▶ [Problem description]
Retype the records below exactly as they appear, but leave out any pictures.

(Data records)
━━━━━━━━━━━━━━━━━━━━━━━━━━━━━━
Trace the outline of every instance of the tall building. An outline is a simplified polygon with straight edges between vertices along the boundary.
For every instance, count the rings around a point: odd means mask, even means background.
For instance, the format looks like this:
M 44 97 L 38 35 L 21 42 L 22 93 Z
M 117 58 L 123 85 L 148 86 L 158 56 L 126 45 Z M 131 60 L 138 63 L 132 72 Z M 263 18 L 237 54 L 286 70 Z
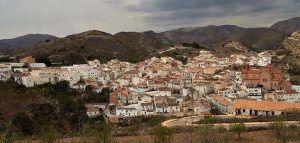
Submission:
M 274 69 L 271 65 L 258 68 L 243 65 L 242 83 L 253 87 L 262 86 L 267 90 L 291 91 L 291 83 L 284 80 L 281 70 Z

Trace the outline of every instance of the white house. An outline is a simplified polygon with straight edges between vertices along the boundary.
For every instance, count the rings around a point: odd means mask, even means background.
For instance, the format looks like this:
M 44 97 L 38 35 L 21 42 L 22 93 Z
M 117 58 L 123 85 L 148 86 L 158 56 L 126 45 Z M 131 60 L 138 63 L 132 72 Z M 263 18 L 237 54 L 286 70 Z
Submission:
M 10 72 L 0 72 L 0 81 L 7 81 L 10 77 Z
M 93 106 L 89 106 L 86 107 L 86 114 L 88 115 L 89 118 L 95 118 L 97 116 L 100 116 L 100 111 L 99 108 L 97 107 L 93 107 Z
M 141 115 L 148 116 L 148 115 L 154 115 L 154 107 L 153 103 L 141 103 Z
M 292 85 L 292 90 L 300 92 L 300 85 Z
M 224 97 L 229 97 L 230 94 L 233 94 L 234 90 L 230 89 L 230 88 L 222 88 L 218 90 L 218 95 L 222 95 Z
M 272 56 L 267 52 L 258 54 L 257 66 L 266 66 L 272 63 Z
M 248 93 L 248 98 L 262 99 L 262 88 L 261 87 L 247 87 L 246 92 Z
M 191 105 L 194 113 L 202 114 L 202 113 L 210 113 L 211 106 L 208 101 L 204 99 L 200 99 L 199 101 L 193 101 Z
M 25 73 L 29 72 L 28 68 L 13 68 L 13 72 Z
M 78 90 L 85 90 L 86 86 L 87 86 L 87 83 L 85 83 L 85 82 L 78 82 L 78 83 L 72 84 L 71 88 L 78 89 Z
M 291 92 L 274 92 L 275 99 L 277 101 L 284 102 L 300 102 L 300 93 L 291 91 Z
M 46 64 L 44 64 L 44 63 L 29 63 L 29 67 L 32 67 L 32 68 L 43 68 L 43 67 L 46 67 Z
M 138 116 L 138 112 L 136 108 L 117 107 L 116 115 L 120 117 L 133 117 L 133 116 Z
M 167 96 L 155 97 L 155 111 L 157 114 L 170 114 L 180 112 L 180 106 L 176 103 L 176 99 Z
M 99 60 L 93 60 L 93 61 L 88 61 L 88 65 L 90 66 L 96 66 L 96 67 L 100 67 L 101 66 L 101 63 Z
M 300 110 L 300 103 L 256 101 L 237 99 L 234 101 L 235 115 L 275 116 Z
M 203 97 L 214 91 L 214 85 L 212 83 L 197 83 L 192 85 L 192 87 L 198 92 L 199 96 Z
M 0 72 L 9 72 L 9 71 L 11 71 L 11 65 L 0 64 Z
M 150 103 L 153 100 L 152 96 L 146 93 L 140 94 L 138 98 L 141 103 Z
M 137 93 L 147 92 L 149 91 L 149 86 L 147 85 L 147 83 L 139 83 L 134 87 L 133 91 Z
M 171 96 L 172 90 L 170 88 L 161 87 L 158 88 L 157 96 Z
M 207 99 L 214 105 L 214 108 L 219 109 L 221 112 L 225 114 L 234 113 L 233 102 L 230 99 L 220 95 L 207 96 Z
M 26 87 L 34 86 L 33 77 L 31 75 L 22 76 L 21 80 L 22 80 L 22 84 L 25 85 Z
M 98 108 L 99 111 L 104 111 L 106 108 L 106 104 L 105 103 L 87 103 L 85 104 L 85 107 L 94 107 L 94 108 Z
━━━━━━━━━━━━━━━━━━━━━━━━━━━━━━
▶ [Output for this task]
Trace the outline of every instance of the tall building. An outline is a simplified polygon with straight edges between vertices along the boundary.
For every instance, count the rings around a point: odd means mask, even means background.
For instance, the format looks like this:
M 44 97 L 38 35 L 21 42 L 22 93 Z
M 117 58 L 123 85 L 148 86 L 158 56 L 126 45 Z M 131 60 L 138 63 L 132 72 Z M 263 18 L 237 54 L 286 70 Z
Submission:
M 274 69 L 271 65 L 258 68 L 243 65 L 242 83 L 253 87 L 262 86 L 267 90 L 291 91 L 291 83 L 284 80 L 281 70 Z

Trace the outline of every instance of the white house. An outline is a simplified polygon with straight edges between vertices along the boundary.
For every instance, count the rings around a point: odd means mask, even means background.
For instance, the format looks like this:
M 44 97 L 38 35 L 21 42 L 22 93 Z
M 117 58 L 123 85 L 148 86 L 158 56 L 126 45 Z M 131 60 L 138 63 L 132 72 Z M 263 18 L 237 54 L 286 70 Z
Submission:
M 10 72 L 0 72 L 0 81 L 7 81 L 10 77 Z
M 93 106 L 89 106 L 86 107 L 86 114 L 88 115 L 89 118 L 95 118 L 97 116 L 100 116 L 100 111 L 99 108 L 97 107 L 93 107 Z
M 141 115 L 148 116 L 148 115 L 154 115 L 154 107 L 153 103 L 141 103 Z
M 292 85 L 292 90 L 300 92 L 300 85 Z
M 224 97 L 229 97 L 230 94 L 233 94 L 234 90 L 230 89 L 230 88 L 222 88 L 218 90 L 218 95 L 222 95 Z
M 272 56 L 267 52 L 258 54 L 257 66 L 266 66 L 272 63 Z
M 248 93 L 248 98 L 262 99 L 262 88 L 261 87 L 247 87 L 246 92 Z
M 191 105 L 194 113 L 202 114 L 202 113 L 210 113 L 211 106 L 208 101 L 204 99 L 200 99 L 199 101 L 193 101 Z
M 25 73 L 29 72 L 28 68 L 13 68 L 13 72 Z
M 78 90 L 85 90 L 86 86 L 87 86 L 87 83 L 85 83 L 85 82 L 78 82 L 78 83 L 72 84 L 71 88 L 78 89 Z
M 291 92 L 274 92 L 275 99 L 277 101 L 284 102 L 300 102 L 300 93 L 291 91 Z
M 46 64 L 44 64 L 44 63 L 29 63 L 29 67 L 32 67 L 32 68 L 43 68 L 43 67 L 46 67 Z
M 138 116 L 138 112 L 136 108 L 117 107 L 116 115 L 120 117 L 133 117 L 133 116 Z
M 167 96 L 155 97 L 155 111 L 157 114 L 170 114 L 180 112 L 180 106 L 176 103 L 176 99 Z
M 99 60 L 93 60 L 93 61 L 88 61 L 88 65 L 90 66 L 96 66 L 96 67 L 100 67 L 101 66 L 101 63 Z
M 300 110 L 300 103 L 256 101 L 237 99 L 234 101 L 235 115 L 275 116 Z
M 203 97 L 214 91 L 214 85 L 212 83 L 197 83 L 192 85 L 192 87 L 198 92 L 199 96 Z
M 0 72 L 9 72 L 9 71 L 11 71 L 11 65 L 0 64 Z
M 150 103 L 153 100 L 152 96 L 146 93 L 140 94 L 138 98 L 141 103 Z
M 137 93 L 147 92 L 149 91 L 149 86 L 147 85 L 147 83 L 139 83 L 134 87 L 133 91 Z
M 171 96 L 172 90 L 170 88 L 161 87 L 158 88 L 157 96 Z
M 207 99 L 214 105 L 214 108 L 219 109 L 221 112 L 225 114 L 234 113 L 233 102 L 230 99 L 220 95 L 207 96 Z
M 26 87 L 34 86 L 33 77 L 31 75 L 22 76 L 21 80 L 22 80 L 22 84 L 25 85 Z
M 98 108 L 99 111 L 104 111 L 106 108 L 106 104 L 105 103 L 87 103 L 85 104 L 85 107 L 94 107 L 94 108 Z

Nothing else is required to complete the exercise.